## INSTRUCTIONS FOR THE TASK
Rewrite these lines with every "one point per instance" changed to "a single point for each instance", keeping everything else the same.

## INPUT MATERIAL

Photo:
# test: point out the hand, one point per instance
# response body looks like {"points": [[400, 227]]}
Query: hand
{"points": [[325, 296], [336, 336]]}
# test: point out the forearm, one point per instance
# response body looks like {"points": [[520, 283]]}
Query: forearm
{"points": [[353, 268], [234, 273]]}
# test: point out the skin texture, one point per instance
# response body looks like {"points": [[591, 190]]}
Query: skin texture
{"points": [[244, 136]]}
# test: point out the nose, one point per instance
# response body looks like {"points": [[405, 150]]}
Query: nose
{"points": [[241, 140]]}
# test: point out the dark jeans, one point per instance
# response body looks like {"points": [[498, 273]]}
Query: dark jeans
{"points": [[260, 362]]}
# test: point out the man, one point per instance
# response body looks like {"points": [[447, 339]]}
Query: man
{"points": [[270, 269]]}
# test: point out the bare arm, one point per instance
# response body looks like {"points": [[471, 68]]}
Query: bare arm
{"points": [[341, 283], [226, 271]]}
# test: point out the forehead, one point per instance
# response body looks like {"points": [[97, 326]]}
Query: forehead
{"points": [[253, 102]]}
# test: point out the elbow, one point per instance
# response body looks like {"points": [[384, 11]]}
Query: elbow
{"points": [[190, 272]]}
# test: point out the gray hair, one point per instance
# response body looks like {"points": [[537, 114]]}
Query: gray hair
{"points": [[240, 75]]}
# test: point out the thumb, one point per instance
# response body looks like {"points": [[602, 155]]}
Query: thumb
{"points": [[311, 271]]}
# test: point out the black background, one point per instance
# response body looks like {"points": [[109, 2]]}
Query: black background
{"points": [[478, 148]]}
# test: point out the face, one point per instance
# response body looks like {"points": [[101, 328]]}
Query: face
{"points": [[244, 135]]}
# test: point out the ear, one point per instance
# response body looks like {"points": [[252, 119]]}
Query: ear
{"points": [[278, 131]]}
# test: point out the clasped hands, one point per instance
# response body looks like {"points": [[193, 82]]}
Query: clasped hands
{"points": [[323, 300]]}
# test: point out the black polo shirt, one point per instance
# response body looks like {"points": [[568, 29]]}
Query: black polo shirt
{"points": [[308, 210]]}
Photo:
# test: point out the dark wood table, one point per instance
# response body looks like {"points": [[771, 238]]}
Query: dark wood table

## PROBLEM SOLUTION
Photo:
# test: point out the hand, a single point for each instance
# response body looks like {"points": [[400, 227]]}
Query: hand
{"points": [[325, 296], [336, 336]]}
# test: point out the forearm, a single point for each instance
# response body looks like {"points": [[520, 283]]}
Query: forearm
{"points": [[353, 268], [234, 273]]}
# test: point out the skin texture, a single point for each instance
# response body looks like {"points": [[591, 190]]}
Query: skin texture
{"points": [[244, 136]]}
# test: point out the nose, a single point for each instance
# response body looks like {"points": [[405, 150]]}
Query: nose
{"points": [[241, 140]]}
# test: point out the dark jeans, a single point for each instance
# response body looks like {"points": [[498, 273]]}
Query: dark jeans
{"points": [[260, 362]]}
# test: point out the man, a single point for each instance
# response body looks like {"points": [[447, 339]]}
Query: man
{"points": [[270, 269]]}
# test: point out the bare arm, a single point for each instance
# response body looks like {"points": [[471, 68]]}
Query: bare arm
{"points": [[341, 283], [226, 271]]}
# test: point out the forehead, a single point for each instance
# response body looks like {"points": [[97, 326]]}
Query: forehead
{"points": [[253, 102]]}
# test: point out the elbow, a single point for each instance
# response body looks like {"points": [[384, 11]]}
Query: elbow
{"points": [[190, 272]]}
# test: point out the gray hair, a single point for each instance
# response body looks like {"points": [[537, 114]]}
Query: gray hair
{"points": [[240, 75]]}
# test: point out the thumb, a single point for each instance
# response body looks like {"points": [[602, 155]]}
Query: thumb
{"points": [[311, 271]]}
# test: point out the black background, a single point for each instance
# response body looks like {"points": [[109, 2]]}
Query: black background
{"points": [[478, 148]]}
# test: point out the face, a single point for each instance
# response body looks like {"points": [[101, 328]]}
Query: face
{"points": [[244, 135]]}
# test: point out the ear, a single point for each instance
# response body looks like {"points": [[252, 119]]}
Query: ear
{"points": [[278, 131]]}
# test: point out the clasped hands, a single point for each instance
# response body looks like {"points": [[193, 82]]}
Query: clasped hands
{"points": [[323, 300]]}
# test: point out the black polo shirt, a single point for each instance
# response body looks like {"points": [[568, 29]]}
Query: black polo shirt
{"points": [[308, 210]]}
Photo:
# test: point out the dark wood table, a single point for each instance
# response body looks like {"points": [[771, 238]]}
Query: dark wood table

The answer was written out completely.